## [任务说明]
将下列全部条目原样重复一遍，一字不改。

+++ 数据摘录

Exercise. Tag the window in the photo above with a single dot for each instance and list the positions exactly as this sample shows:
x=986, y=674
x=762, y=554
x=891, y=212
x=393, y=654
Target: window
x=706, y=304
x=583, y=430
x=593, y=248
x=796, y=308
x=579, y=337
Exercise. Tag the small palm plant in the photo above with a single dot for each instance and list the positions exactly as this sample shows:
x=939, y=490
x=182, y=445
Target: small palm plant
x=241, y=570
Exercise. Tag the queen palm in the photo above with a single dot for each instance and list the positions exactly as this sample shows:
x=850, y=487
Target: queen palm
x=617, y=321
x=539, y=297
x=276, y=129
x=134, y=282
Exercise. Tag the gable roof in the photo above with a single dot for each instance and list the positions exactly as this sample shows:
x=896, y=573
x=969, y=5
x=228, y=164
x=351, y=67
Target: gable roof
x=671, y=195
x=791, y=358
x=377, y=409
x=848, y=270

++++++

## [任务输出]
Exercise. Tag the window in the photo above with a single dot for each instance and list the positions exactly as this sample shows:
x=986, y=674
x=762, y=554
x=891, y=212
x=393, y=654
Target: window
x=706, y=304
x=583, y=430
x=593, y=248
x=796, y=308
x=579, y=337
Exercise. Tag the small palm plant in the photo above with a single dot for each instance and list the positions exactly as this sample shows:
x=939, y=490
x=182, y=445
Target: small palm plant
x=241, y=570
Exercise. Tag the queen palm in the photo above with a single dot for each instance and list the positions exactly as this sample shows:
x=850, y=487
Target: queen palm
x=617, y=321
x=539, y=297
x=276, y=129
x=134, y=282
Exercise. Tag the gable roof in the photo above with a single dot for each instance and list the positions exactly as this sample shows:
x=896, y=573
x=969, y=5
x=228, y=164
x=351, y=67
Target: gable roof
x=671, y=195
x=791, y=358
x=377, y=409
x=848, y=270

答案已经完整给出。